**TASK STATEMENT**
Find the word "poster" in the records below. List each line containing it.

**EXTRACTED MATERIAL**
* * *
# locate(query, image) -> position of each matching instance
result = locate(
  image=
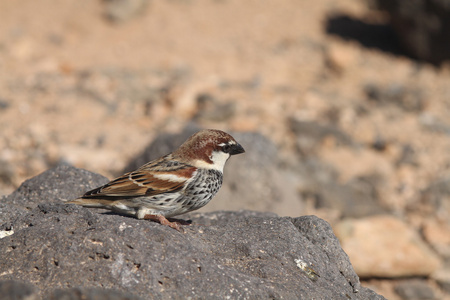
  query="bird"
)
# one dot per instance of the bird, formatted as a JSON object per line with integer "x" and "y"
{"x": 179, "y": 182}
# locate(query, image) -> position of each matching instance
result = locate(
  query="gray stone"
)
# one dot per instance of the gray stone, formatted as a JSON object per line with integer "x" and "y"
{"x": 16, "y": 290}
{"x": 241, "y": 255}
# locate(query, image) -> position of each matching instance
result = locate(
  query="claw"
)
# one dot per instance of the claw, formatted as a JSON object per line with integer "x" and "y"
{"x": 163, "y": 221}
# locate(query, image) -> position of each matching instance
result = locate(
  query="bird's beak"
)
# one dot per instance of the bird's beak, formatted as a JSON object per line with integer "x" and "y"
{"x": 236, "y": 149}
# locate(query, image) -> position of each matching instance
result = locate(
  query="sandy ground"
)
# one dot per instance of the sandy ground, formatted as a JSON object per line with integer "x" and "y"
{"x": 78, "y": 87}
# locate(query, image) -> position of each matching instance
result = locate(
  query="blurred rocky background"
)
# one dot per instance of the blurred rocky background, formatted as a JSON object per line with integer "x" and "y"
{"x": 343, "y": 108}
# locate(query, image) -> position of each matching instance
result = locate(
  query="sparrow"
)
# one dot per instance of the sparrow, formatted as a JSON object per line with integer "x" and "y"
{"x": 177, "y": 183}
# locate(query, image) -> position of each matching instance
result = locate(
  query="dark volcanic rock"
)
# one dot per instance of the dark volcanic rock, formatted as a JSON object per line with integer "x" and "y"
{"x": 422, "y": 26}
{"x": 71, "y": 252}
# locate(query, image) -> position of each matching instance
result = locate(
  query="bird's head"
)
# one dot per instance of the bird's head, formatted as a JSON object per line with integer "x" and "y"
{"x": 208, "y": 149}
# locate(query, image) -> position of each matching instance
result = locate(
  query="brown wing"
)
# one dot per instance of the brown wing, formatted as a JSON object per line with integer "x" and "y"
{"x": 156, "y": 177}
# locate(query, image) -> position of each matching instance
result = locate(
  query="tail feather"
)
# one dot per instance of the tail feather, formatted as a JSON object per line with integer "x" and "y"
{"x": 96, "y": 203}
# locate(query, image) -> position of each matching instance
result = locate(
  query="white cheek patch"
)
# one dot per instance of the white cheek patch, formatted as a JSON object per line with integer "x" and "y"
{"x": 169, "y": 177}
{"x": 218, "y": 158}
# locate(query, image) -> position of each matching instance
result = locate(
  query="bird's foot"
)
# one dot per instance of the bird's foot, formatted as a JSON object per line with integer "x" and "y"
{"x": 163, "y": 221}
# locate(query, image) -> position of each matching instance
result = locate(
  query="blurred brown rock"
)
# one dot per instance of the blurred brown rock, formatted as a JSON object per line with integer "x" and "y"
{"x": 384, "y": 246}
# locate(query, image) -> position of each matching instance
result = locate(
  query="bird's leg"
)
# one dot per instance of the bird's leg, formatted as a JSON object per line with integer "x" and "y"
{"x": 163, "y": 221}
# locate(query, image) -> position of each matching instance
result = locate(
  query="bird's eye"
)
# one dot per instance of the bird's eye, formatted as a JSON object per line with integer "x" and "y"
{"x": 226, "y": 148}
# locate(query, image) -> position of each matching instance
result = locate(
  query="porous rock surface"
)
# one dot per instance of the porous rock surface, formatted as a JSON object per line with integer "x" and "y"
{"x": 61, "y": 251}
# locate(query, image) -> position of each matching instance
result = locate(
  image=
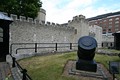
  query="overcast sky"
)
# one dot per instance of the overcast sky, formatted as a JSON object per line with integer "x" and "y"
{"x": 60, "y": 11}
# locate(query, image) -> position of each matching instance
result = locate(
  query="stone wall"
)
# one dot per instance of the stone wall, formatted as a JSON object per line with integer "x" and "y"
{"x": 27, "y": 30}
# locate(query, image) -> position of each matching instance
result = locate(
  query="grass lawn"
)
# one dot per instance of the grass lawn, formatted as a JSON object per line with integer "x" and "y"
{"x": 50, "y": 67}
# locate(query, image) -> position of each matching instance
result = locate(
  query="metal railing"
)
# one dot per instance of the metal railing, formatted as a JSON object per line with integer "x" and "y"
{"x": 35, "y": 46}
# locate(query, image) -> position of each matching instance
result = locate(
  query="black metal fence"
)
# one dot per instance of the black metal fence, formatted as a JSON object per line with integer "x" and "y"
{"x": 36, "y": 47}
{"x": 15, "y": 47}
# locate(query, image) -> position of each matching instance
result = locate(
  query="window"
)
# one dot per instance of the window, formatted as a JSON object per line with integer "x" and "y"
{"x": 117, "y": 18}
{"x": 116, "y": 22}
{"x": 116, "y": 29}
{"x": 110, "y": 26}
{"x": 110, "y": 19}
{"x": 1, "y": 34}
{"x": 116, "y": 26}
{"x": 110, "y": 22}
{"x": 104, "y": 20}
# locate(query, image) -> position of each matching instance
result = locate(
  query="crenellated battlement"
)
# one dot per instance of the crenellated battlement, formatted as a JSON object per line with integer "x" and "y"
{"x": 77, "y": 18}
{"x": 47, "y": 23}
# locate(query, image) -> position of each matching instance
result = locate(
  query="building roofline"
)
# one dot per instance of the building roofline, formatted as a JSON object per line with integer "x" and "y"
{"x": 103, "y": 16}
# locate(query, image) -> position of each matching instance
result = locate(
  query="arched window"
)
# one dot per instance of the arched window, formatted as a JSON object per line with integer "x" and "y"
{"x": 1, "y": 34}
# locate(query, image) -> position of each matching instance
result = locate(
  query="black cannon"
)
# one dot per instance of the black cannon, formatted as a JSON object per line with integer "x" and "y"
{"x": 86, "y": 52}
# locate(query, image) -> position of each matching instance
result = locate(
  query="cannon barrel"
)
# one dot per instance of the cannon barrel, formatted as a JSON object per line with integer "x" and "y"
{"x": 86, "y": 52}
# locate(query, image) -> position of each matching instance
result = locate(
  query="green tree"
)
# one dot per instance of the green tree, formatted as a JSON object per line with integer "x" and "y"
{"x": 28, "y": 8}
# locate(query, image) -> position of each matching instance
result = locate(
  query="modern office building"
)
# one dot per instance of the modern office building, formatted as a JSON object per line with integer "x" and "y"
{"x": 109, "y": 22}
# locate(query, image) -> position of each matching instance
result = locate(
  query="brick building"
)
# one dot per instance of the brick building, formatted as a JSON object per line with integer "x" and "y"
{"x": 109, "y": 22}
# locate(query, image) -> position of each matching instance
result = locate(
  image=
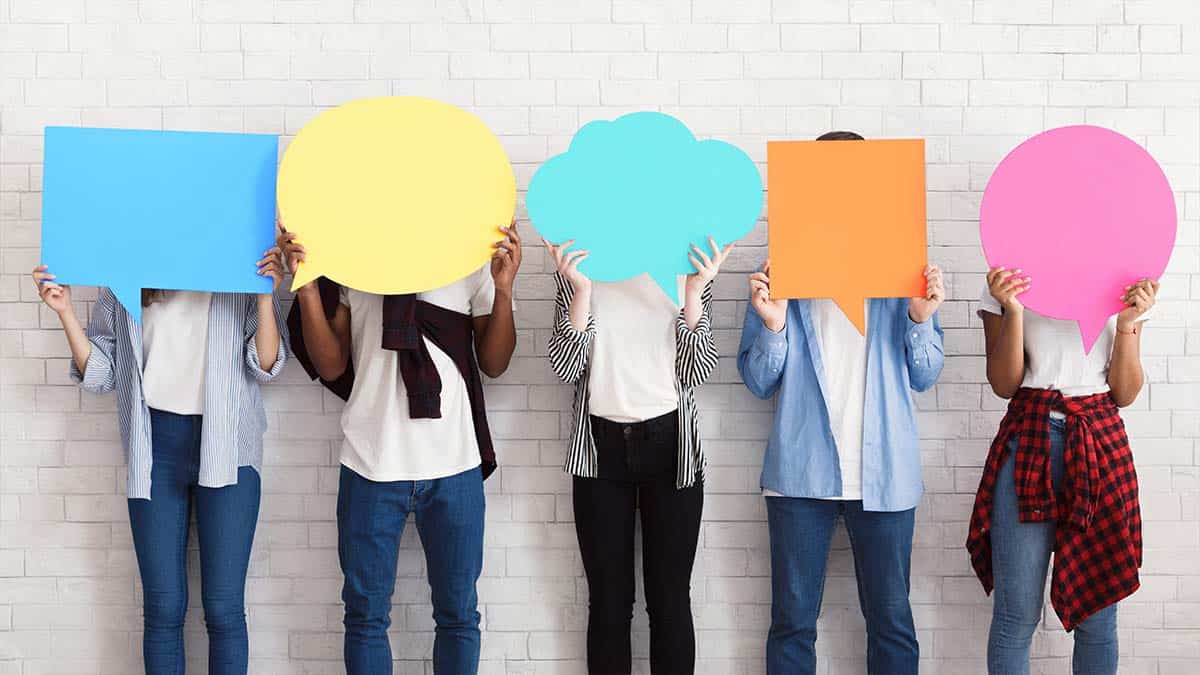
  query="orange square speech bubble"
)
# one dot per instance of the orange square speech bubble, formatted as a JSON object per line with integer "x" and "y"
{"x": 846, "y": 221}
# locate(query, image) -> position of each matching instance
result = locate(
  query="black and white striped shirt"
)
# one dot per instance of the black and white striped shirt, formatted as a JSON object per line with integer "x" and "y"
{"x": 234, "y": 417}
{"x": 696, "y": 357}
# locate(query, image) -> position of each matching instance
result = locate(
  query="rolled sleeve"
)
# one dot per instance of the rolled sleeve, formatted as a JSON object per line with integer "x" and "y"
{"x": 251, "y": 322}
{"x": 923, "y": 351}
{"x": 99, "y": 376}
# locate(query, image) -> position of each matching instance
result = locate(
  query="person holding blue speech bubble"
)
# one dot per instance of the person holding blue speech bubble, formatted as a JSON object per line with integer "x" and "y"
{"x": 417, "y": 438}
{"x": 192, "y": 422}
{"x": 635, "y": 356}
{"x": 843, "y": 444}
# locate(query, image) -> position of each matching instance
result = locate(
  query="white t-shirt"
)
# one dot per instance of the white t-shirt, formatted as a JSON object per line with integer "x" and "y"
{"x": 631, "y": 374}
{"x": 174, "y": 351}
{"x": 844, "y": 359}
{"x": 1054, "y": 352}
{"x": 382, "y": 442}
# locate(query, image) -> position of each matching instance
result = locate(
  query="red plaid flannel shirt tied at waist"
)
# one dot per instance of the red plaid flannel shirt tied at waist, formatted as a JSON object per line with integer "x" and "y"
{"x": 1098, "y": 539}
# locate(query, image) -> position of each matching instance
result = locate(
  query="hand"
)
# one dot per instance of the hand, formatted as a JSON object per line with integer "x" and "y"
{"x": 1005, "y": 285}
{"x": 293, "y": 254}
{"x": 271, "y": 264}
{"x": 568, "y": 263}
{"x": 1138, "y": 299}
{"x": 773, "y": 312}
{"x": 55, "y": 296}
{"x": 706, "y": 266}
{"x": 921, "y": 309}
{"x": 507, "y": 258}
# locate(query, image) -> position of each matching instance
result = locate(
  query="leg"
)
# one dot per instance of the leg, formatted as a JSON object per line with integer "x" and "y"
{"x": 225, "y": 520}
{"x": 1020, "y": 556}
{"x": 604, "y": 524}
{"x": 801, "y": 531}
{"x": 160, "y": 541}
{"x": 1096, "y": 644}
{"x": 370, "y": 521}
{"x": 882, "y": 547}
{"x": 670, "y": 532}
{"x": 450, "y": 520}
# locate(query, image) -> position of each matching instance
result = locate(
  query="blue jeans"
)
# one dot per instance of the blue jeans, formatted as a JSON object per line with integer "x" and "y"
{"x": 1020, "y": 557}
{"x": 450, "y": 520}
{"x": 225, "y": 523}
{"x": 801, "y": 532}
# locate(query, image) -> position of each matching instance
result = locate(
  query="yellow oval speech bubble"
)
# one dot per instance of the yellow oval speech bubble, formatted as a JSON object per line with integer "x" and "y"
{"x": 395, "y": 195}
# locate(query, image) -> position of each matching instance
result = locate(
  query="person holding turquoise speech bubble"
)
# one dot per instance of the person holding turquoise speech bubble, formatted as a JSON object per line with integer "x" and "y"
{"x": 635, "y": 356}
{"x": 192, "y": 422}
{"x": 645, "y": 177}
{"x": 635, "y": 344}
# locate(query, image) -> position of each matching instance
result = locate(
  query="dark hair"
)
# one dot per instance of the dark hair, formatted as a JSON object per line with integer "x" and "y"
{"x": 840, "y": 136}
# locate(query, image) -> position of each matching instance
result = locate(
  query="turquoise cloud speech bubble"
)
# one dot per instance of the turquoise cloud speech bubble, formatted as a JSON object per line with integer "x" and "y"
{"x": 636, "y": 191}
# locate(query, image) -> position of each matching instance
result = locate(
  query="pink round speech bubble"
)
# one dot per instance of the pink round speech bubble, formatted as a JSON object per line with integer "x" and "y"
{"x": 1084, "y": 211}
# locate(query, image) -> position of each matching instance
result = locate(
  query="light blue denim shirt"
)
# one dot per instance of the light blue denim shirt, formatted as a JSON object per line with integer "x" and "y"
{"x": 234, "y": 417}
{"x": 802, "y": 457}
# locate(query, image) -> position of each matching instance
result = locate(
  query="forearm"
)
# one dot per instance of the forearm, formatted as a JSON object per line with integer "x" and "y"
{"x": 81, "y": 347}
{"x": 328, "y": 353}
{"x": 580, "y": 308}
{"x": 501, "y": 338}
{"x": 1126, "y": 375}
{"x": 267, "y": 336}
{"x": 1006, "y": 359}
{"x": 693, "y": 306}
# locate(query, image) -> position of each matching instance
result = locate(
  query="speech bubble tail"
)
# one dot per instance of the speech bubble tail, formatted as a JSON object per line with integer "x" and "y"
{"x": 131, "y": 299}
{"x": 855, "y": 310}
{"x": 305, "y": 274}
{"x": 670, "y": 284}
{"x": 1091, "y": 329}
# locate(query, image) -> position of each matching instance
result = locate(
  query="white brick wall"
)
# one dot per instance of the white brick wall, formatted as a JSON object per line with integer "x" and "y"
{"x": 975, "y": 78}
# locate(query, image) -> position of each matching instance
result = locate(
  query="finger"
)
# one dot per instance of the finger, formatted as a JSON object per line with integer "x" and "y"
{"x": 726, "y": 251}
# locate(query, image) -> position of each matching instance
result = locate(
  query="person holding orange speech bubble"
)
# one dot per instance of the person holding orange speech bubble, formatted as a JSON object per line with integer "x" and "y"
{"x": 843, "y": 444}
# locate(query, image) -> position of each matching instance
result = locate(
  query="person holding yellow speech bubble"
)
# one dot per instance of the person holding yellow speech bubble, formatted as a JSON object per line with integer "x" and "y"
{"x": 395, "y": 195}
{"x": 417, "y": 438}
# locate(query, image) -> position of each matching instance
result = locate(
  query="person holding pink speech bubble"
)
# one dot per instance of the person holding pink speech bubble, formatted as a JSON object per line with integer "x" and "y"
{"x": 192, "y": 419}
{"x": 1060, "y": 477}
{"x": 1062, "y": 342}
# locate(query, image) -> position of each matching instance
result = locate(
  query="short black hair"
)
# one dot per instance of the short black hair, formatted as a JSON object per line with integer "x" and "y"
{"x": 840, "y": 136}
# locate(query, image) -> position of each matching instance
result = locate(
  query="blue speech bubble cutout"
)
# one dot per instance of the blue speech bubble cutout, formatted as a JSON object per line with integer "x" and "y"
{"x": 637, "y": 190}
{"x": 135, "y": 209}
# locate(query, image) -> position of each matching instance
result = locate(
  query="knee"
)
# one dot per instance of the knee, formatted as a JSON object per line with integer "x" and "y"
{"x": 223, "y": 615}
{"x": 669, "y": 602}
{"x": 1014, "y": 620}
{"x": 163, "y": 609}
{"x": 1099, "y": 628}
{"x": 610, "y": 610}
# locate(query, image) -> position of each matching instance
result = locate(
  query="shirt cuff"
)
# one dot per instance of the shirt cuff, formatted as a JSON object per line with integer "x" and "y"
{"x": 918, "y": 333}
{"x": 773, "y": 342}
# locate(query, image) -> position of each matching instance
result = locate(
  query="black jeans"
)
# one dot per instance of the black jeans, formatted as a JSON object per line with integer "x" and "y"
{"x": 636, "y": 471}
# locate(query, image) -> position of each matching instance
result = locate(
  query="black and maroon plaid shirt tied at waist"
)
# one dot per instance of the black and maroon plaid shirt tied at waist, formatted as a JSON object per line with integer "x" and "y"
{"x": 1098, "y": 537}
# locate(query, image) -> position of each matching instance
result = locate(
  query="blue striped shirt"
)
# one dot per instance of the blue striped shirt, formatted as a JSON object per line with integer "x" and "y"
{"x": 234, "y": 418}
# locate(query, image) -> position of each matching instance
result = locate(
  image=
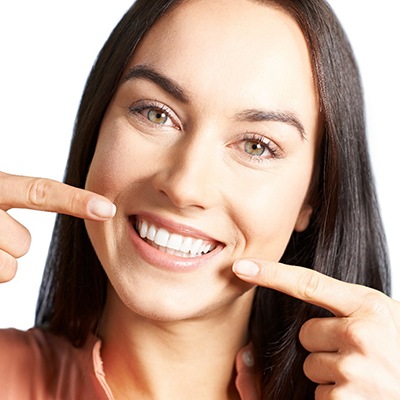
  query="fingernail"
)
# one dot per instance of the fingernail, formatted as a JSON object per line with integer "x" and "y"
{"x": 248, "y": 358}
{"x": 246, "y": 268}
{"x": 102, "y": 209}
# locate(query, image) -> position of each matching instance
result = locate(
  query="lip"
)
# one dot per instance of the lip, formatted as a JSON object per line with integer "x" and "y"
{"x": 166, "y": 261}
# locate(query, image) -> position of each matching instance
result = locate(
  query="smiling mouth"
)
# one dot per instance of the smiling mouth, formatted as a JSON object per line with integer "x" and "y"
{"x": 172, "y": 243}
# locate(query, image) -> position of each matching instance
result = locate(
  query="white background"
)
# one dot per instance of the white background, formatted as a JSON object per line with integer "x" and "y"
{"x": 47, "y": 49}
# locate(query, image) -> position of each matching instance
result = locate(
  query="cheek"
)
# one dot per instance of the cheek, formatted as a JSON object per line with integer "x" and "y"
{"x": 116, "y": 164}
{"x": 269, "y": 213}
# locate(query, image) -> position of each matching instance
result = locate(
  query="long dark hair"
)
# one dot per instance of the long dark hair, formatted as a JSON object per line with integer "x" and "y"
{"x": 345, "y": 238}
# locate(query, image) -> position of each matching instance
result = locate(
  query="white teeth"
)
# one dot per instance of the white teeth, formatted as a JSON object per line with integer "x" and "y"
{"x": 196, "y": 247}
{"x": 186, "y": 245}
{"x": 172, "y": 243}
{"x": 161, "y": 237}
{"x": 175, "y": 241}
{"x": 151, "y": 233}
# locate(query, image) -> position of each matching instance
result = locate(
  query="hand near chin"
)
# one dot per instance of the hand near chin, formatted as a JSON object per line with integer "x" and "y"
{"x": 354, "y": 355}
{"x": 45, "y": 195}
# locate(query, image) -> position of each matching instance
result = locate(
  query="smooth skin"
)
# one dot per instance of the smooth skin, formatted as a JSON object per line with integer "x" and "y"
{"x": 45, "y": 195}
{"x": 353, "y": 355}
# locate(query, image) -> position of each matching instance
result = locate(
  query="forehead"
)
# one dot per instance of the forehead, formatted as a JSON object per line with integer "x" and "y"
{"x": 232, "y": 47}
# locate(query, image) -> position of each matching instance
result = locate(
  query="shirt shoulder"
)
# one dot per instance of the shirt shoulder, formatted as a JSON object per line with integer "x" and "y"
{"x": 37, "y": 364}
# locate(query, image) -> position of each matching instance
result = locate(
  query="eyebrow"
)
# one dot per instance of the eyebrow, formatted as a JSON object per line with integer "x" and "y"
{"x": 167, "y": 84}
{"x": 254, "y": 115}
{"x": 179, "y": 93}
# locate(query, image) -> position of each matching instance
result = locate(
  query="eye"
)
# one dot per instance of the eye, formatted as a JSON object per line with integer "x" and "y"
{"x": 254, "y": 148}
{"x": 154, "y": 114}
{"x": 157, "y": 116}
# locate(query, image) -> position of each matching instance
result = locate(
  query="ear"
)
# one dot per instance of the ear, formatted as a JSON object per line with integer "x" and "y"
{"x": 303, "y": 219}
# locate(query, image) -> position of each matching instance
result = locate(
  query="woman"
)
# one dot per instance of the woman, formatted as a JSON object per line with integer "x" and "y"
{"x": 226, "y": 133}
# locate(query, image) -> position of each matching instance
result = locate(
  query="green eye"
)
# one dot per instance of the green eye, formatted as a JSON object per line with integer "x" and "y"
{"x": 254, "y": 148}
{"x": 157, "y": 117}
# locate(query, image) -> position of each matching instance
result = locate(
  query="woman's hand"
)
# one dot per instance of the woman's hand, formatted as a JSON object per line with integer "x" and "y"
{"x": 45, "y": 195}
{"x": 354, "y": 355}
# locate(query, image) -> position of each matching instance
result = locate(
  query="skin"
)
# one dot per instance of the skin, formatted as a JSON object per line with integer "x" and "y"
{"x": 192, "y": 169}
{"x": 192, "y": 324}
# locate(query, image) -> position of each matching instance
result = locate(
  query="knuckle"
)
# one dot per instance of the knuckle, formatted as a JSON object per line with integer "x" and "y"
{"x": 376, "y": 302}
{"x": 8, "y": 267}
{"x": 37, "y": 193}
{"x": 347, "y": 369}
{"x": 355, "y": 334}
{"x": 309, "y": 285}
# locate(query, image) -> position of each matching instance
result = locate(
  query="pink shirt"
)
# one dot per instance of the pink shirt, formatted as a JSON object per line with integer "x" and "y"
{"x": 39, "y": 365}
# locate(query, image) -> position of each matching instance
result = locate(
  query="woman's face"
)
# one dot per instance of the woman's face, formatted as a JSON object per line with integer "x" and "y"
{"x": 207, "y": 147}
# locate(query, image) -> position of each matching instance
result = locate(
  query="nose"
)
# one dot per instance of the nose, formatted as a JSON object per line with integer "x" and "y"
{"x": 187, "y": 177}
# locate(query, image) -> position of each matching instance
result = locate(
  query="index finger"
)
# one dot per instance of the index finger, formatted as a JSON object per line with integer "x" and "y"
{"x": 340, "y": 298}
{"x": 49, "y": 195}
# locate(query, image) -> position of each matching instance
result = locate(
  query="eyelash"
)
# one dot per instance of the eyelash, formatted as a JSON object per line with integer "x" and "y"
{"x": 273, "y": 150}
{"x": 137, "y": 110}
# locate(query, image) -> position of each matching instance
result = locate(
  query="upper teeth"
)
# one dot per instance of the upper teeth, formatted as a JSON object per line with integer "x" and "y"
{"x": 172, "y": 242}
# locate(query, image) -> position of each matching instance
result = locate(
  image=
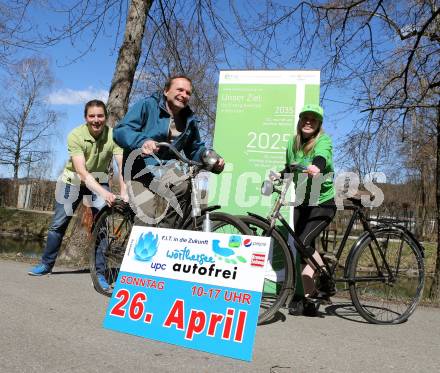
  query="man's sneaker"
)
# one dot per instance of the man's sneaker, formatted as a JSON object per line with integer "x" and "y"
{"x": 296, "y": 307}
{"x": 311, "y": 307}
{"x": 40, "y": 270}
{"x": 103, "y": 282}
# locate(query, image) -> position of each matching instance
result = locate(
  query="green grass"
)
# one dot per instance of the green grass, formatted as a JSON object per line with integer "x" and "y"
{"x": 26, "y": 223}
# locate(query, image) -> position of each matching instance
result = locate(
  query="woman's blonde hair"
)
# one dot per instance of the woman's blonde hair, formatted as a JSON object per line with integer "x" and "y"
{"x": 306, "y": 146}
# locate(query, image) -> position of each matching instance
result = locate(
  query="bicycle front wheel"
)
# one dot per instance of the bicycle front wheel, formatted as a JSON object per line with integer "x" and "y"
{"x": 222, "y": 223}
{"x": 279, "y": 278}
{"x": 110, "y": 237}
{"x": 386, "y": 281}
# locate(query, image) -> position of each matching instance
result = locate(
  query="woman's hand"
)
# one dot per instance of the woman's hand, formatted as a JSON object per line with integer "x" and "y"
{"x": 312, "y": 170}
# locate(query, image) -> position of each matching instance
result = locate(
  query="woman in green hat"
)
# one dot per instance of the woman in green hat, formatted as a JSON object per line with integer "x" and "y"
{"x": 314, "y": 190}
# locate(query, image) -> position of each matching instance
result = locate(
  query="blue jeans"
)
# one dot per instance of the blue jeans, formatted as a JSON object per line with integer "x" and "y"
{"x": 68, "y": 198}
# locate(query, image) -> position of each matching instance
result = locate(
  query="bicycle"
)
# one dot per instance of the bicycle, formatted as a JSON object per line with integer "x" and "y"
{"x": 113, "y": 225}
{"x": 384, "y": 269}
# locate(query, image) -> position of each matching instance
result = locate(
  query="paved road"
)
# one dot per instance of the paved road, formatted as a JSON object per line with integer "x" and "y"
{"x": 54, "y": 324}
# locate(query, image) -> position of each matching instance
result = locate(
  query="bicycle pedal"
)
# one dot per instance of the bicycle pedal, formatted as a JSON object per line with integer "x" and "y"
{"x": 329, "y": 257}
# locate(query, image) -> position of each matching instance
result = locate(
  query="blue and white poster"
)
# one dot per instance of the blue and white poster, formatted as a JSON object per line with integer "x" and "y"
* * *
**SOLVED PROBLEM**
  query="blue and white poster"
# one dot per instance of the blue and white poster, formatted as a JSON object per line with integer "x" and "y"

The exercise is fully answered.